Copy out the rows below, swapping every "self-closing" for "self-terminating" and leaving all other text unchanged.
#####
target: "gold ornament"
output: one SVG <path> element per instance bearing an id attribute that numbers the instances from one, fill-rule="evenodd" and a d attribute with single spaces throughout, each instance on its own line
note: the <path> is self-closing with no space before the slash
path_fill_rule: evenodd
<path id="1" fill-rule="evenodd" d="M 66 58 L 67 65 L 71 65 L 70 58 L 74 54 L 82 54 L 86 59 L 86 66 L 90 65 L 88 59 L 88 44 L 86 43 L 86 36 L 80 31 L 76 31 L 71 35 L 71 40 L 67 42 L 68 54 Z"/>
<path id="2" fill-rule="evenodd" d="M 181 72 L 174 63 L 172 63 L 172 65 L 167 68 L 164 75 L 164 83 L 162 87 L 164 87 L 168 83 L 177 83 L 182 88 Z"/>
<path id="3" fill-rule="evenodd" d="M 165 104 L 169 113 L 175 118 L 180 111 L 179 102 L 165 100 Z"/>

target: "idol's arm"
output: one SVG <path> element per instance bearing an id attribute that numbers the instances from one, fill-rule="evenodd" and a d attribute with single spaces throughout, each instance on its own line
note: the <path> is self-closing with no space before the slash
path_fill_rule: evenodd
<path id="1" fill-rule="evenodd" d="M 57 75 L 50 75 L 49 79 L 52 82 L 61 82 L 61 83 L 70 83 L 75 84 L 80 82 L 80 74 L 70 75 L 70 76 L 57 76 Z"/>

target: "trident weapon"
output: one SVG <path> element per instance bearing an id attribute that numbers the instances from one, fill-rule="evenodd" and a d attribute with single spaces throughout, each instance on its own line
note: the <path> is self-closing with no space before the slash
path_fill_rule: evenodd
#####
## Expected answer
target: "gold ornament"
output: one SVG <path> element per instance bearing an id attribute that numbers the instances from one, fill-rule="evenodd" and a d attribute with single spaces throughout, each instance on its own line
note: the <path> is self-terminating with no space before the slash
path_fill_rule: evenodd
<path id="1" fill-rule="evenodd" d="M 66 58 L 67 65 L 71 65 L 70 58 L 74 54 L 82 54 L 86 59 L 86 66 L 90 65 L 88 59 L 88 44 L 86 43 L 86 36 L 80 31 L 76 31 L 71 35 L 71 40 L 67 42 L 68 54 Z"/>
<path id="2" fill-rule="evenodd" d="M 181 72 L 174 63 L 172 63 L 172 65 L 167 68 L 164 75 L 164 83 L 162 87 L 164 87 L 168 83 L 177 83 L 182 88 Z"/>
<path id="3" fill-rule="evenodd" d="M 165 104 L 169 113 L 175 118 L 180 111 L 179 102 L 165 100 Z"/>

target: "idol's arm"
output: one SVG <path> element per instance bearing an id attribute that numbers the instances from one, fill-rule="evenodd" and a d attribute with single spaces throughout, each instance on its own line
note: the <path> is self-terminating with no space before the slash
path_fill_rule: evenodd
<path id="1" fill-rule="evenodd" d="M 57 75 L 50 75 L 49 79 L 52 82 L 61 82 L 61 83 L 70 83 L 75 84 L 80 82 L 80 74 L 70 75 L 70 76 L 57 76 Z"/>

target: "trident weapon"
output: one SVG <path> element per instance bearing an id attribute that numbers the instances from one, fill-rule="evenodd" and a d attribute with single spaces throughout, each instance on its own line
note: the <path> is self-terminating with no space before the slash
path_fill_rule: evenodd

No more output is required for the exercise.